### What is being asked
Output all records below verbatim.

### Provided records
[Start of section]

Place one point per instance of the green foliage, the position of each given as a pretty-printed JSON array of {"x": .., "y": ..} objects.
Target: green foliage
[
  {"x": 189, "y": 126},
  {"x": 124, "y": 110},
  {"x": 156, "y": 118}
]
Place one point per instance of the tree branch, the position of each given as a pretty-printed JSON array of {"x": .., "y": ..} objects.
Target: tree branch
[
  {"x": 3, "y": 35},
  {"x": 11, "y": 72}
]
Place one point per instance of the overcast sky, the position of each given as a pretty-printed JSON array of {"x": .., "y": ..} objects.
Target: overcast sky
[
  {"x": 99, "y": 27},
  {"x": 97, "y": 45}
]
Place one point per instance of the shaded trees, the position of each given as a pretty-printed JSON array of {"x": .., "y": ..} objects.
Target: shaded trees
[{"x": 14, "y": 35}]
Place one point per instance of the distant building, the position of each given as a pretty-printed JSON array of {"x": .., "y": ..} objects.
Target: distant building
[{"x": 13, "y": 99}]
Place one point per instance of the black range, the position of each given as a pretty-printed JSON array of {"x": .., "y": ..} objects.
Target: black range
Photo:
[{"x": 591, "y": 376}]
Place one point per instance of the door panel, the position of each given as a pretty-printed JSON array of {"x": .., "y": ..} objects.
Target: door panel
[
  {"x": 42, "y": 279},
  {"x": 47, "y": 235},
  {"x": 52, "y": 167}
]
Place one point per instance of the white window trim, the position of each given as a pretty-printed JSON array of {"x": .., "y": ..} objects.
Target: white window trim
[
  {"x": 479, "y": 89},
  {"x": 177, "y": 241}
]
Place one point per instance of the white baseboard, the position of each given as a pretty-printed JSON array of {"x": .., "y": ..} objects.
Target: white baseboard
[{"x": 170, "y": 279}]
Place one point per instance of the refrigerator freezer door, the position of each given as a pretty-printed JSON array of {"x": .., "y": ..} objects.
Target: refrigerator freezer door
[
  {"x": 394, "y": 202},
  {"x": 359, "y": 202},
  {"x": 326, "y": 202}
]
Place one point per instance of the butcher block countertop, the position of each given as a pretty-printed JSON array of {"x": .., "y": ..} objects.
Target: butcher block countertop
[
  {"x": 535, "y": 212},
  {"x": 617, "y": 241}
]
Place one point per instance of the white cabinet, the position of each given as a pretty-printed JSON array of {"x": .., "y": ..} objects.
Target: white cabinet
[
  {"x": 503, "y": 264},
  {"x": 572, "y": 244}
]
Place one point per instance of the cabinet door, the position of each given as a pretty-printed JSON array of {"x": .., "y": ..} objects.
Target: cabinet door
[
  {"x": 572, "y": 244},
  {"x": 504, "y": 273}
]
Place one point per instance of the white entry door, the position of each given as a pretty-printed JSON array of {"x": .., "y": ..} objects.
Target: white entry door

[End of section]

### Answer space
Place one point per instance of the green foliage, the position of each given as a pretty-printed JSON array of {"x": .., "y": ..} objects.
Target: green foliage
[
  {"x": 189, "y": 126},
  {"x": 124, "y": 110},
  {"x": 156, "y": 118}
]
Place one point per instance of the tree branch, the position of each given as a pretty-printed JSON array of {"x": .., "y": ..} objects.
Target: tree branch
[
  {"x": 3, "y": 35},
  {"x": 11, "y": 72}
]
Place one point per instance of the overcast sky, the position of each given as a pretty-printed JSON array of {"x": .., "y": ..} objects.
Target: overcast sky
[
  {"x": 99, "y": 27},
  {"x": 97, "y": 45}
]
Place one point per instance of the shaded trees, the position of each given as a pretty-printed JSON array of {"x": .., "y": ..} objects.
Target: shaded trees
[{"x": 14, "y": 35}]
Place one point per instance of the distant building, the position of each given as a pretty-printed JSON array of {"x": .., "y": ..} objects.
Target: distant building
[{"x": 13, "y": 99}]
Place one point per instance of the black range, the position of each given as a pretty-printed JSON array of {"x": .., "y": ..} objects.
Target: black range
Photo:
[{"x": 591, "y": 376}]
Place one point per instance of the door panel, the position of each given as a pretty-printed JSON array of {"x": .., "y": ..} objects.
Target: door panel
[
  {"x": 42, "y": 279},
  {"x": 47, "y": 235},
  {"x": 52, "y": 167}
]
Place one point per instance of the white window trim, the position of each given as a pretty-printed JSON array of {"x": .., "y": ..} objects.
Target: white window trim
[
  {"x": 479, "y": 89},
  {"x": 177, "y": 241}
]
Place one point per instance of the white baseboard, the position of each given as a pretty-printed JSON array of {"x": .., "y": ..} objects.
Target: white baseboard
[{"x": 170, "y": 279}]
Place one point per instance of the refrigerator freezer door, the position of each given as a pretty-printed JSON array of {"x": .., "y": ..} objects.
Target: refrigerator freezer door
[
  {"x": 394, "y": 202},
  {"x": 359, "y": 202},
  {"x": 326, "y": 202}
]
Place one point per instance of the butcher block countertop, the position of each given as a pretty-printed JSON array of {"x": .., "y": ..} objects.
Target: butcher block countertop
[
  {"x": 535, "y": 212},
  {"x": 617, "y": 241}
]
Place one point per instance of the white cabinet, the position of each given as a pretty-printed JSON array of {"x": .., "y": ..} objects.
Target: white cabinet
[
  {"x": 503, "y": 264},
  {"x": 572, "y": 244}
]
Place one point per instance of the cabinet door, the position of each given as a pretty-printed JSON array of {"x": .., "y": ..} objects.
Target: cabinet door
[
  {"x": 572, "y": 244},
  {"x": 504, "y": 273}
]
Place one point per instance of the white entry door, the position of each given as a pretty-printed JSON array of {"x": .., "y": ..} objects.
Target: white entry door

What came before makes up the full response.